__SELECTED TEXT__.
#####
The Telegraph got downright insulting.
The man thought to have inspired Jane Austen’s dashing literary hero Mr Darcy was a pale, skinny student with wispy grey hair and girlish looks.
GREY hair? Could it not be hair powder?
And we thought Lefroy as Darcy was bad…look what Portfolio.com has perpetrated:
The price is a reflection of how strong the market continues to be for Jane Austen. Her novels have always been popular, but lately Austen seems to have been rediscovered by audiences as something of an original “chick lit” novelist — a Plum Sykes or Candace Bushnell of the turn of the 19th century. Sense and Sensibility or Emma have all the allure of Sex and the City, minus the incessant label-mongering not to mention the baring of the flesh.
And one Austen hero - Mr. Darcy - has emerged as “Mr. Big” of the genre, with the commercial appeal to match.
We really shall retire to Bedlam, or open our jugular with a dull spork.
Seriously, the sellers of this portrait have cleverly crafted their marketing campaign by tying it to an enormously popular fictional character, and have been wildly successful, judging by the press coverage. In the minds of newspaper readers, and worse, editors all over the world, Darcy = Tom Lefroy, which means now the meme will be dragged out and aired on every possible occasion. We hope they enjoy the profit from their sale. The damage they have done to Jane Austen’s public reputation from this is enormous.













June 11th, 2008 at 9:31 am
Just wait for the article that starts: It is a truth universally acknowledged, that a single man NOT in possession of a good fortune, was the inspiration for Jane Austen’s Mr. Darcy—then you’re going to have to pass around your dull spork, Mags.
#####
__EXTRACTED RECORDS__.
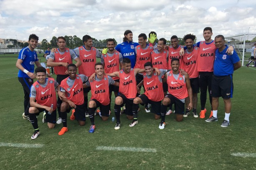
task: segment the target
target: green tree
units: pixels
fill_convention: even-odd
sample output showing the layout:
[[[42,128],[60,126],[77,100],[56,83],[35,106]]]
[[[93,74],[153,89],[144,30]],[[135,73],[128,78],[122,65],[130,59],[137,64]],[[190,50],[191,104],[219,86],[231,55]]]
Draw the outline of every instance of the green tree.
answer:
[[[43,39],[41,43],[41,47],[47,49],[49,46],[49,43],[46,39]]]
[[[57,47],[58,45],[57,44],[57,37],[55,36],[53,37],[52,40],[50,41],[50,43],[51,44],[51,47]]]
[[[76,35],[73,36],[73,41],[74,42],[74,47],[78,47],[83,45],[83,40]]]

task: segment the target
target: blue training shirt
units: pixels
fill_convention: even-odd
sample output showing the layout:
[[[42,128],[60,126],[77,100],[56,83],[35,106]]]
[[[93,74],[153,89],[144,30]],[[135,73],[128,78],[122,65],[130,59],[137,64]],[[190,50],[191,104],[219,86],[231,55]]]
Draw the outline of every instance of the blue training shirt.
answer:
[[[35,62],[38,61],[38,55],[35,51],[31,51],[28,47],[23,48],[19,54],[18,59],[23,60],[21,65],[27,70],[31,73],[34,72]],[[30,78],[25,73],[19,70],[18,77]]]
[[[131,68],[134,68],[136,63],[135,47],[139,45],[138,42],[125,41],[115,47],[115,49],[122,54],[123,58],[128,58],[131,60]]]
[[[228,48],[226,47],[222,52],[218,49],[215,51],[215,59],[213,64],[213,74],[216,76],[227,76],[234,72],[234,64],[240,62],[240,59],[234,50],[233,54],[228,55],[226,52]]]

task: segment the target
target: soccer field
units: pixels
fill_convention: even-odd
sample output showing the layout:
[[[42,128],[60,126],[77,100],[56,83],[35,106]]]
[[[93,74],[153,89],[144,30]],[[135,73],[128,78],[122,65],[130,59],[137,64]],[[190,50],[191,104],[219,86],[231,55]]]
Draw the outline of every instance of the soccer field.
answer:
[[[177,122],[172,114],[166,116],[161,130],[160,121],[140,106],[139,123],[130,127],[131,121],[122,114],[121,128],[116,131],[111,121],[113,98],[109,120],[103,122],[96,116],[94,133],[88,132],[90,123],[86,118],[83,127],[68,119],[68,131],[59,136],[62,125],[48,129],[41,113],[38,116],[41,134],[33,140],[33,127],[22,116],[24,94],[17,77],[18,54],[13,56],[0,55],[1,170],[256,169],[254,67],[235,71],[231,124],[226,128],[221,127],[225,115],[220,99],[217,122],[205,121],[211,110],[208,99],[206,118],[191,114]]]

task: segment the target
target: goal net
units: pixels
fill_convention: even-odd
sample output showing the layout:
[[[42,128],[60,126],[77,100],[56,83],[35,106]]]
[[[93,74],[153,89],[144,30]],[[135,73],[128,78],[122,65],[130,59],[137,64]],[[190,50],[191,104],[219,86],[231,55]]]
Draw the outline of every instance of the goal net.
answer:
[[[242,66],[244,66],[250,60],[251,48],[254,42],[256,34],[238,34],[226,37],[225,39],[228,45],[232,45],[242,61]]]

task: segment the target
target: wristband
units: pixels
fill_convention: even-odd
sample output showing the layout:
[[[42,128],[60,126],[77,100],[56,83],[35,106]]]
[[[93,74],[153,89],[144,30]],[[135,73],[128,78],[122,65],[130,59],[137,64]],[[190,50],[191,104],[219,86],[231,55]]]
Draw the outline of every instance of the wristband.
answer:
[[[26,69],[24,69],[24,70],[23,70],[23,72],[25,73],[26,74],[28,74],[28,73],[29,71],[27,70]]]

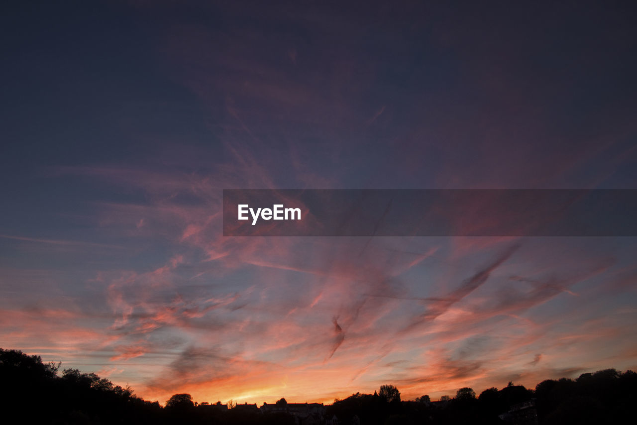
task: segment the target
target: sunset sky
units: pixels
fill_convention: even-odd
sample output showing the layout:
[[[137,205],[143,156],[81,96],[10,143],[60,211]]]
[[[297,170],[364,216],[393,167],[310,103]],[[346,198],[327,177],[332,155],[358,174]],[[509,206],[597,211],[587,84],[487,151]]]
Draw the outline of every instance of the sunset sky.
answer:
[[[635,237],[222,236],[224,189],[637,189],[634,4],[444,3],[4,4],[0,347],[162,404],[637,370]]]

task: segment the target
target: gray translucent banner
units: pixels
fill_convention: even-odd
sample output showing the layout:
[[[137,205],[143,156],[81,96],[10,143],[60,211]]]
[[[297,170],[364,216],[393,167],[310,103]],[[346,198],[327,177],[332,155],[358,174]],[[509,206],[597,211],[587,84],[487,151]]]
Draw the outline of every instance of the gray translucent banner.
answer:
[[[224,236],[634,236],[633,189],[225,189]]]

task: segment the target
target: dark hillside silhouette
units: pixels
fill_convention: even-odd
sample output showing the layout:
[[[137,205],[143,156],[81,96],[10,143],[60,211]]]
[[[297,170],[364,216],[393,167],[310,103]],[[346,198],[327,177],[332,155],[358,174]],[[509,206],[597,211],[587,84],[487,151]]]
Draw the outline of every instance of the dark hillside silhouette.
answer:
#####
__DIRECTIONS__.
1) Pick out each line of the rows that contains the string "hillside".
2) Write what comes next in the passage on Jane Austen and Mr. Darcy, picking up after its last sentence.
The passage on Jane Austen and Mr. Darcy and the rows are unrelated material.

__THE REPLIES__.
1)
target: dark hillside silhouette
Draw the outline of every instance of the dark hillside silhouette.

2)
Wasn’t it the recent Jane Austen survey that posed a question of whether the latest Janeamania was good or bad for the literary reputation of Austen? I can’t remember how the question was worded, but I do remember answering in the negative.
June 11th, 2008 at 11:42 am
Ever since yesterday we have been flooded with this ignorant journalism. Not only the Beeb should have known better, but The Times too is reproducing the same kind of “news”:
http://entertainment.timesonline.co.uk/tol/arts_and_entertainment/books/article4106601.ece
If the English speaking world is buzzing with the news, much regretfully the item is being translated and taken by other non-English speaking news agencies and newspapers for non-English speaking countries where knowledge on JA is even poorer. I have received Google Alerts with articles in Spanish reproducing the same, one even used the words “lover” and I am getting sick of it.
At this moment, if Jon Spence would within my distance, I would not respond for the consequences. Look what his stupid assumption could do!!!! Agrrrr!!!!
June 11th, 2008 at 11:43 am
Ever since yesterday we have been flooded with this ignorant journalism. Not only the Beeb should have known better, but The Times too is reproducing the same kind of “news”:
http://entertainment.timesonline.co.uk/tol/arts_and_entertainment/books/article4106601.ece
If the English speaking world is buzzing with the news, much regretfully the item is being translated and taken by other non-English speaking news agencies and newspapers for non-English speaking countries where knowledge on JA is even poorer. I have received Google Alerts with articles in Spanish reproducing the same, one even used the words “lover” and I am getting sick of it.
At this moment, if Jon Spence would be within my distance, I would not respond for the consequences. Look what his stupid assumption could do!!!! Agrrrr!!!!
June 11th, 2008 at 11:44 am
Oops, sorry for the double posts.
June 11th, 2008 at 4:52 pm
As someone who is a journalist (games luv, not this sort of garbage)I am flabbergasted, but not surprised at the lack of work done by the majority of the journalists who have reported on this nonsense. Any child who is currently enrolled in school could discern gray hair from a powdered wig, and since when does being considered a thin, young man beget wimp? Sensationalism at it’s finest.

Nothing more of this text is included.